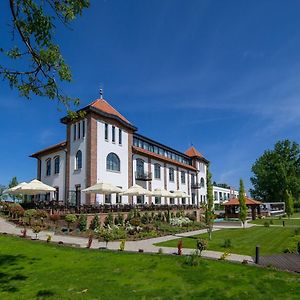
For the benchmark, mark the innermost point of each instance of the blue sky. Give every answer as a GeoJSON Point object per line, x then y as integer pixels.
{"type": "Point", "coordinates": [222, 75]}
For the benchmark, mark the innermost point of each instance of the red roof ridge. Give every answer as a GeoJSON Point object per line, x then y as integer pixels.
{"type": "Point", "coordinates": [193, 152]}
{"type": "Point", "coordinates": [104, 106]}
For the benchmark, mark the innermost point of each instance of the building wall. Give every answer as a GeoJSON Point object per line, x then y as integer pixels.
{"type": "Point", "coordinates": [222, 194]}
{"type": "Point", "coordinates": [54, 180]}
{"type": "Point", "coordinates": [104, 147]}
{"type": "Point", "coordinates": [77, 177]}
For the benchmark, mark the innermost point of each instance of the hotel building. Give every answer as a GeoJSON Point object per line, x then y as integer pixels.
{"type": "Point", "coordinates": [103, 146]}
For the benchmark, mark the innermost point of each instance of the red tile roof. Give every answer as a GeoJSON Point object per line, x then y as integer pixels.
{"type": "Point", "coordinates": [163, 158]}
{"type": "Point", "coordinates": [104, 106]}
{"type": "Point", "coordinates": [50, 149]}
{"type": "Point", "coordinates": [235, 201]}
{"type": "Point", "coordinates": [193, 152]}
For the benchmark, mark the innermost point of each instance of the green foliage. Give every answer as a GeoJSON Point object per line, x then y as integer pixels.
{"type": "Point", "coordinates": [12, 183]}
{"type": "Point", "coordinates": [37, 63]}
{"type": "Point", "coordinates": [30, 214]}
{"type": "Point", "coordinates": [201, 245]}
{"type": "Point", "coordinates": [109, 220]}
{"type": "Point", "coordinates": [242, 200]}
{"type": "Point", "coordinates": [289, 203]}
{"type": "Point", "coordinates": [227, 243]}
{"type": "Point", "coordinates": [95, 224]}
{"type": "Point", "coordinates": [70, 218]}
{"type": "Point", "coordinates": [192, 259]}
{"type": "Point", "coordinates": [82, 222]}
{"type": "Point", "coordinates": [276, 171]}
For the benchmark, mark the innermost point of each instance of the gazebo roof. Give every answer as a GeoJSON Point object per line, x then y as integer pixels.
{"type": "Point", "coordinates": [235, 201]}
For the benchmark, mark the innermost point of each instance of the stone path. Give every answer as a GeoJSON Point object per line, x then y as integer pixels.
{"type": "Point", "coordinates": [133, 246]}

________________________

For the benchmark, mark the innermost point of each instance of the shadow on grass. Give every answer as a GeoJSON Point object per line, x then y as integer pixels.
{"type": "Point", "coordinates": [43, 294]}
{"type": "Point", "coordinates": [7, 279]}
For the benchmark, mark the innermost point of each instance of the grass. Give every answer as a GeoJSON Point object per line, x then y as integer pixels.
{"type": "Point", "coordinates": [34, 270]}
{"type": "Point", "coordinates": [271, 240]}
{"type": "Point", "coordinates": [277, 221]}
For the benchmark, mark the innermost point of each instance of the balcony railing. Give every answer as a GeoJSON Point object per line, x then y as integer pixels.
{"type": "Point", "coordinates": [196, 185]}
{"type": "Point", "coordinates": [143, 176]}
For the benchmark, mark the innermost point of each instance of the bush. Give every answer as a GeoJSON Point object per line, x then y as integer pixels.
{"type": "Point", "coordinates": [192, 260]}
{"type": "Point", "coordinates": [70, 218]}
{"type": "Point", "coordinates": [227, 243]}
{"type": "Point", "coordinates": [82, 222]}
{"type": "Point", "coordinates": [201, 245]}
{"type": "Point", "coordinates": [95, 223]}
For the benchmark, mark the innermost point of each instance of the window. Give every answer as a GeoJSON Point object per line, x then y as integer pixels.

________________________

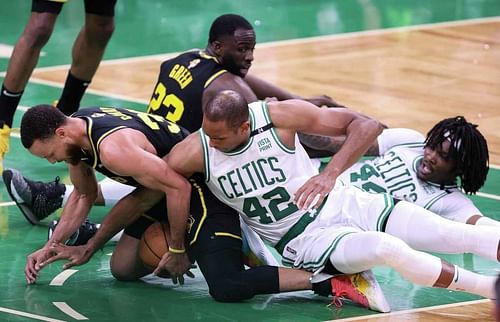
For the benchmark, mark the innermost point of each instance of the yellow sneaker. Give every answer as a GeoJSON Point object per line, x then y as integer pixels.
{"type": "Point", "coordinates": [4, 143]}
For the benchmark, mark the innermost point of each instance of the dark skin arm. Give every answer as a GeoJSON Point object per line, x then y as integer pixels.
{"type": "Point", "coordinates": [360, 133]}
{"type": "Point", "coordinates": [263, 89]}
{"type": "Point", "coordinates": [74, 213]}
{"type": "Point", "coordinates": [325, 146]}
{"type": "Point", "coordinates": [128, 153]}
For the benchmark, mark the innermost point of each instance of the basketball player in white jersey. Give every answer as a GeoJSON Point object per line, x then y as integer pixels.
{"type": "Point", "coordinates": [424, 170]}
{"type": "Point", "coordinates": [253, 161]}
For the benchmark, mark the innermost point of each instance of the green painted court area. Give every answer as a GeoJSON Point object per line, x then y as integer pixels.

________________________

== Exercise aim ==
Return every line of the rows above that contains the word "green", matching case exactly.

== Problem solution ==
For the benchmark, mark the innermost point of each instance of the green foliage. Give every answer as a GeoJSON Point object per line, x then y as integer pixels.
For the benchmark, mark the innermost point of each instance of the green painted court area. Give every answer as a GeoJSON Point object per line, x then y as integer pixels.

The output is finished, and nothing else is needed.